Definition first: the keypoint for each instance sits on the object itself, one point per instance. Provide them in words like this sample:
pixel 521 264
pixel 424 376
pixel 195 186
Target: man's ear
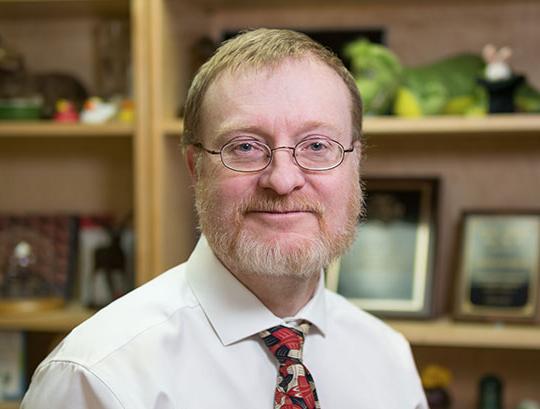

::::::::

■ **PROMPT**: Can you copy out the lines above word for word, leaving out the picture?

■ **EXERCISE OUTPUT**:
Definition first: the keypoint for each instance sits on the object itself, one point per instance. Provide them in words like this sample:
pixel 521 264
pixel 424 376
pixel 195 186
Target: man's ear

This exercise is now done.